» PROBLÈME COURT
Reproduisez intégralement l'extrait ci-dessous sur l'adoption de la constitution des États-Unis, s'il vous plaît, sans y changer un seul mot.

» EXTRAIT
________________

Il fallait sortir de là. Une convention, composée de délégués des différens états, s’assembla à Philadelphie et forma la constitution actuelle. Cette constitution fut ensuite soumise à des conventions représentatives nommées dans chaque état, qui l’acceptèrent successivement après de longs débats ; ceux de la convention de Virginie sont restés célèbres. En lisant les discours qui furent prononcés à cette occasion, on est stupéfait de voir des hommes éminens poursuivis et troublés de la crainte chimérique que de cette constitution, la plus libérale qu’ait jamais vue le monde, sortît une tyrannie sous la forme d’un congrès, et même un tyran sous celle d’un président ; mais on s’explique ces craintes exagérées, quand on songe que les états appelés à délibérer avaient vécu jusque-là dans une entière indépendance les uns des autres, et se gouvernaient eux-mêmes. Cependant tous finirent par adhérer au projet de constitution proposé par la convention de Philadelphie, et au lieu d’une fédération sans tête et d’un congrès sans bras, voté à huis clos par quelques hommes pour le besoin du moment, au milieu de la guerre, les États-Unis eurent une constitution acceptée par les délégués du peuple entier, c’est-à-dire par le suffrage universel à deux degrés, ce qui est la meilleure forme du suffrage universel.

________________

» DONNÉES

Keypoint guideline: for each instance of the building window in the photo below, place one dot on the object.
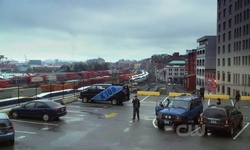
(229, 23)
(230, 9)
(229, 35)
(229, 48)
(228, 77)
(223, 76)
(228, 61)
(218, 75)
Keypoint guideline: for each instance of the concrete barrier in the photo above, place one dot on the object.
(69, 100)
(173, 94)
(148, 93)
(215, 96)
(245, 98)
(7, 110)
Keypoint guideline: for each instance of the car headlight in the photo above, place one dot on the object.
(168, 116)
(159, 115)
(178, 117)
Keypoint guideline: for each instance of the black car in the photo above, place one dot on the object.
(115, 93)
(221, 118)
(42, 108)
(7, 132)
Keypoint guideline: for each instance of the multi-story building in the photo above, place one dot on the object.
(205, 59)
(175, 71)
(190, 71)
(233, 47)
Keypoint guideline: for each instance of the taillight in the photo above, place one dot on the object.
(58, 110)
(201, 119)
(227, 122)
(11, 128)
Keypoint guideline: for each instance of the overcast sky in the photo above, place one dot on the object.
(110, 29)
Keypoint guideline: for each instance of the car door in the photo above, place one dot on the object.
(27, 109)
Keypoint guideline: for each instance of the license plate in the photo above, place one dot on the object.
(213, 121)
(166, 122)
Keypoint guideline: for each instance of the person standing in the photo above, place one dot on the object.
(218, 101)
(237, 99)
(136, 107)
(202, 90)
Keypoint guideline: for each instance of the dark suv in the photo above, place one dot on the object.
(180, 110)
(115, 93)
(221, 118)
(7, 133)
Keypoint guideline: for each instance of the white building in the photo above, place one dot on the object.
(175, 71)
(233, 47)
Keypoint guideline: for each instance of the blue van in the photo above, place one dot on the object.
(115, 93)
(180, 110)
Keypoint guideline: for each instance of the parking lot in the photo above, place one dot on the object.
(105, 126)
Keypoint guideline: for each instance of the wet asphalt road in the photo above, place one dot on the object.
(101, 126)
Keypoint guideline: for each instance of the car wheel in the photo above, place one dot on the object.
(85, 100)
(160, 125)
(14, 115)
(196, 119)
(12, 142)
(240, 125)
(231, 131)
(114, 102)
(46, 117)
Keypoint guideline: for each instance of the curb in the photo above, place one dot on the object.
(7, 110)
(69, 100)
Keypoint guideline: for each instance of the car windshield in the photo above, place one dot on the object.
(214, 113)
(4, 123)
(179, 104)
(53, 104)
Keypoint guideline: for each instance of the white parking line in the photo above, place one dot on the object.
(50, 124)
(26, 132)
(232, 102)
(144, 98)
(165, 99)
(208, 102)
(153, 122)
(241, 131)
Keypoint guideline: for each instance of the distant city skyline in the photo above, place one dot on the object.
(113, 30)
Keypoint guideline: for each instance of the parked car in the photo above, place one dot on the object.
(42, 108)
(180, 110)
(222, 118)
(115, 93)
(7, 132)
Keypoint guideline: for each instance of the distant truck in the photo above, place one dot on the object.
(115, 93)
(179, 110)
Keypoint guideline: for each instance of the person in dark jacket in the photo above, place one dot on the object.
(202, 90)
(218, 101)
(237, 99)
(136, 108)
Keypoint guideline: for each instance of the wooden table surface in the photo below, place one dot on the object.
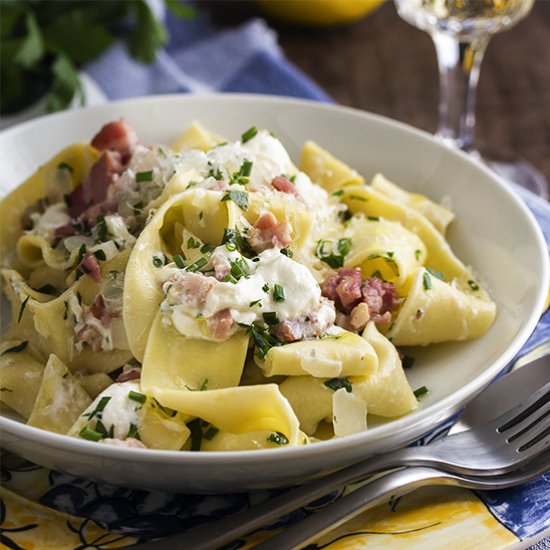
(383, 65)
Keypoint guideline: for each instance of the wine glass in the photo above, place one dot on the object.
(461, 30)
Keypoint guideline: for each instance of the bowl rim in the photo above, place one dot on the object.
(440, 410)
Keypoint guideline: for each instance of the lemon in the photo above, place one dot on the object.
(318, 12)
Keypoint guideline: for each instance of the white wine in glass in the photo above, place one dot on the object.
(461, 30)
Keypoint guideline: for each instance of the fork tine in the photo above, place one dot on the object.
(520, 414)
(531, 426)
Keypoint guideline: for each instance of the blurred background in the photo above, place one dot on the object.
(359, 52)
(381, 64)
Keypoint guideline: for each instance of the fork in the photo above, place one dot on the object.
(395, 483)
(482, 456)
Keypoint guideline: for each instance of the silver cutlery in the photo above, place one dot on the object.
(495, 453)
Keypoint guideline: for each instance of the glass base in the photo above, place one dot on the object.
(524, 174)
(518, 171)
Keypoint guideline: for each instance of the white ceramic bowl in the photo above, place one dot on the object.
(493, 231)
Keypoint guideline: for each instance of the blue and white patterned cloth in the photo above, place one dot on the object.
(202, 59)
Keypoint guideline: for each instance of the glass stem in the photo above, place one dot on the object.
(459, 62)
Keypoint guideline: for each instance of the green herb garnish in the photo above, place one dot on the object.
(332, 253)
(278, 293)
(339, 383)
(144, 176)
(419, 393)
(278, 438)
(179, 261)
(249, 134)
(137, 396)
(240, 198)
(17, 348)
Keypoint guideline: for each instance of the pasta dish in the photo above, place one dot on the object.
(213, 296)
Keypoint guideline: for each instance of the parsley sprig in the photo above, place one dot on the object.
(43, 44)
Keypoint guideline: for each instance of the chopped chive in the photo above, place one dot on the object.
(426, 281)
(270, 318)
(17, 348)
(144, 176)
(100, 255)
(339, 383)
(287, 252)
(419, 393)
(179, 261)
(240, 198)
(137, 396)
(435, 273)
(207, 248)
(249, 134)
(89, 434)
(195, 266)
(277, 438)
(278, 293)
(473, 285)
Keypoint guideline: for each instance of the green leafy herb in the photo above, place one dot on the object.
(195, 266)
(473, 285)
(144, 176)
(239, 269)
(287, 252)
(17, 348)
(249, 134)
(332, 253)
(101, 229)
(234, 240)
(419, 393)
(278, 438)
(278, 293)
(44, 44)
(426, 281)
(339, 383)
(193, 243)
(100, 255)
(137, 396)
(240, 198)
(270, 318)
(90, 434)
(179, 261)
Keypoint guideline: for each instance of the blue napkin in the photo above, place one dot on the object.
(200, 58)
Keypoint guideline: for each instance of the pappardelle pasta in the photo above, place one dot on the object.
(213, 296)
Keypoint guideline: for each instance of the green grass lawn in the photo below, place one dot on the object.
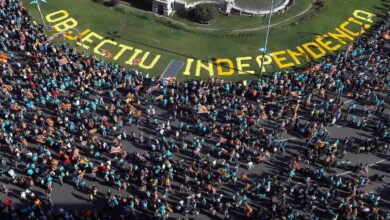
(148, 33)
(257, 4)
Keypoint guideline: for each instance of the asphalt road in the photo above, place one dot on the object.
(68, 196)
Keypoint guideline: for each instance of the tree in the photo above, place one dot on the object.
(204, 13)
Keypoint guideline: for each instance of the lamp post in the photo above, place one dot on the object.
(36, 2)
(266, 38)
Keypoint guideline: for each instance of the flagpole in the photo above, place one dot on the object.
(266, 38)
(40, 12)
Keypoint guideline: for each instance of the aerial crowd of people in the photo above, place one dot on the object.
(156, 148)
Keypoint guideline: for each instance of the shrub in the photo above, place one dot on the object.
(318, 4)
(204, 13)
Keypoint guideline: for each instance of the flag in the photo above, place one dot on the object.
(3, 57)
(81, 175)
(159, 97)
(202, 109)
(63, 61)
(105, 52)
(50, 122)
(294, 93)
(66, 106)
(136, 61)
(115, 150)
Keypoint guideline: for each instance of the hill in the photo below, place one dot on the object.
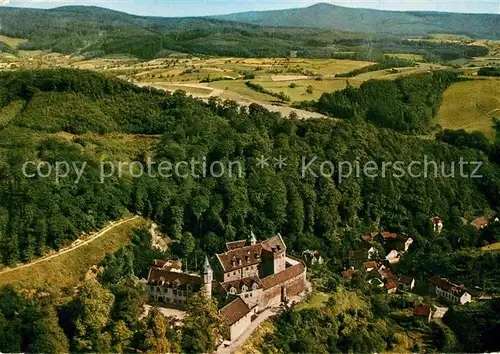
(329, 16)
(472, 106)
(96, 32)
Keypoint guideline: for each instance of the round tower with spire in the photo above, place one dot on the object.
(253, 239)
(208, 276)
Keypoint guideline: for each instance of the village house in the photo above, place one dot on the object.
(406, 283)
(437, 224)
(389, 240)
(448, 291)
(393, 257)
(169, 285)
(391, 287)
(369, 266)
(422, 311)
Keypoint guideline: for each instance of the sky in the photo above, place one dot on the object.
(176, 8)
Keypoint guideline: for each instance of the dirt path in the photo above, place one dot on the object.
(244, 336)
(77, 244)
(285, 111)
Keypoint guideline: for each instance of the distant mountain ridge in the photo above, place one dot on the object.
(415, 23)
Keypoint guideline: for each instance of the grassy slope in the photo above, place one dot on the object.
(471, 105)
(12, 42)
(492, 247)
(70, 268)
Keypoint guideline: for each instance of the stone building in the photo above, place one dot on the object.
(247, 277)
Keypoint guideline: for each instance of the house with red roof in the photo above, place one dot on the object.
(247, 277)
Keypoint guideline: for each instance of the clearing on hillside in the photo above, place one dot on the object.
(70, 268)
(472, 106)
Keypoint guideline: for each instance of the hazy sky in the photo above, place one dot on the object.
(212, 7)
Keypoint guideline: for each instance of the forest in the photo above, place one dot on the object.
(96, 32)
(37, 214)
(201, 214)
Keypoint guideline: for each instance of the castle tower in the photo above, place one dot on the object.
(253, 239)
(208, 276)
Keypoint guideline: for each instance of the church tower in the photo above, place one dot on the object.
(208, 276)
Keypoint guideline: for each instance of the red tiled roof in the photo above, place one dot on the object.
(406, 280)
(390, 285)
(348, 274)
(387, 273)
(369, 237)
(240, 257)
(158, 275)
(436, 220)
(171, 264)
(249, 255)
(237, 284)
(235, 245)
(422, 310)
(479, 222)
(274, 244)
(368, 265)
(281, 277)
(235, 311)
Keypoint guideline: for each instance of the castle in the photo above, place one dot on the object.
(247, 277)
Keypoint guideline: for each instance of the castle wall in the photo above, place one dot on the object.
(294, 286)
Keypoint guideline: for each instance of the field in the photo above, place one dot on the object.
(12, 42)
(70, 268)
(300, 79)
(472, 106)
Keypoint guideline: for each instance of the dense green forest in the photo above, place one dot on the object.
(312, 211)
(97, 32)
(105, 314)
(326, 211)
(407, 104)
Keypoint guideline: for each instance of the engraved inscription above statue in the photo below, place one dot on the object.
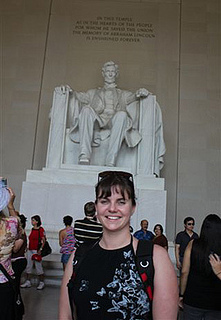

________________

» RÉPONSE
Il fallait sortir de là. Une convention, composée de délégués des différens états, s’assembla à Philadelphie et forma la constitution actuelle. Cette constitution fut ensuite soumise à des conventions représentatives nommées dans chaque état, qui l’acceptèrent successivement après de longs débats ; ceux de la convention de Virginie sont restés célèbres. En lisant les discours qui furent prononcés à cette occasion, on est stupéfait de voir des hommes éminens poursuivis et troublés de la crainte chimérique que de cette constitution, la plus libérale qu’ait jamais vue le monde, sortît une tyrannie sous la forme d’un congrès, et même un tyran sous celle d’un président ; mais on s’explique ces craintes exagérées, quand on songe que les états appelés à délibérer avaient vécu jusque-là dans une entière indépendance les uns des autres, et se gouvernaient eux-mêmes. Cependant tous finirent par adhérer au projet de constitution proposé par la convention de Philadelphie, et au lieu d’une fédération sans tête et d’un congrès sans bras, voté à huis clos par quelques hommes pour le besoin du moment, au milieu de la guerre, les États-Unis eurent une constitution acceptée par les délégués du peuple entier, c’est-à-dire par le suffrage universel à deux degrés, ce qui est la meilleure forme du suffrage universel.